Passage shown below:
# mcat 2010 policy



## maheen (Aug 3, 2009)

The uhs website says that the mcat is necessary for private med schools in punjab too. Is that true?
I know that cmh requires it, but dont the rest of the private colleges have thier own tests? 
Can somebody please tell me whether Shifa requires applicants to pass the mcat other that its own entrance test too. And what about nust(AMC) and LMDC and stuff?
Could somebody please tell me the names of the private colleges which require the mcat too?
Im just really confused. I dont think I can make it into a govt college because theres too much competition and you need to do good on the mcat AND a levels. And last year barely anyone who took the non fsc mcat got in. Because the nust test is just 3 days before the mcat, i was thinking that ill just study hard for all the private med school tests. But then this new news came that private med schools also require the mcat :S
Im really confused and i didnt find any reference to this on the shifa, lmdc or nust website.
End of Passage shown.
Available data below:
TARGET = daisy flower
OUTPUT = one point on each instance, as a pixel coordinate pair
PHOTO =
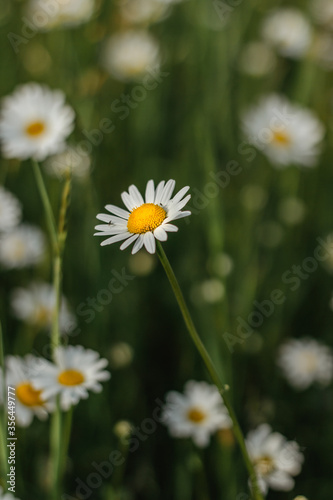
End of Available data.
Required actions |
- 1) Answer these from the forum post about the mcat 2010 policy, one line each:
(a) Which college does the writer already know requires the MCAT?
(b) How many days before the MCAT is the NUST test held?
(c) On which three websites did the writer find no reference to the new rule?
- 2) From the forum post about the mcat 2010 policy, transcribe the words from "I know that" to "or nust website.".
- 3) List every medical college the forum post about the mcat 2010 policy mentions by name.

Solutions to the problems |
- 1)
(a) cmh
(b) 3 days
(c) The shifa, lmdc and nust websites

- 2)
I know that cmh requires it, but dont the rest of the private colleges have thier own tests? 
Can somebody please tell me whether Shifa requires applicants to pass the mcat other that its own entrance test too. And what about nust(AMC) and LMDC and stuff?
Could somebody please tell me the names of the private colleges which require the mcat too?
Im just really confused. I dont think I can make it into a govt college because theres too much competition and you need to do good on the mcat AND a levels. And last year barely anyone who took the non fsc mcat got in. Because the nust test is just 3 days before the mcat, i was thinking that ill just study hard for all the private med school tests. But then this new news came that private med schools also require the mcat :S
Im really confused and i didnt find any reference to this on the shifa, lmdc or nust website.

- 3)
cmh
Shifa
nust (AMC)
LMDC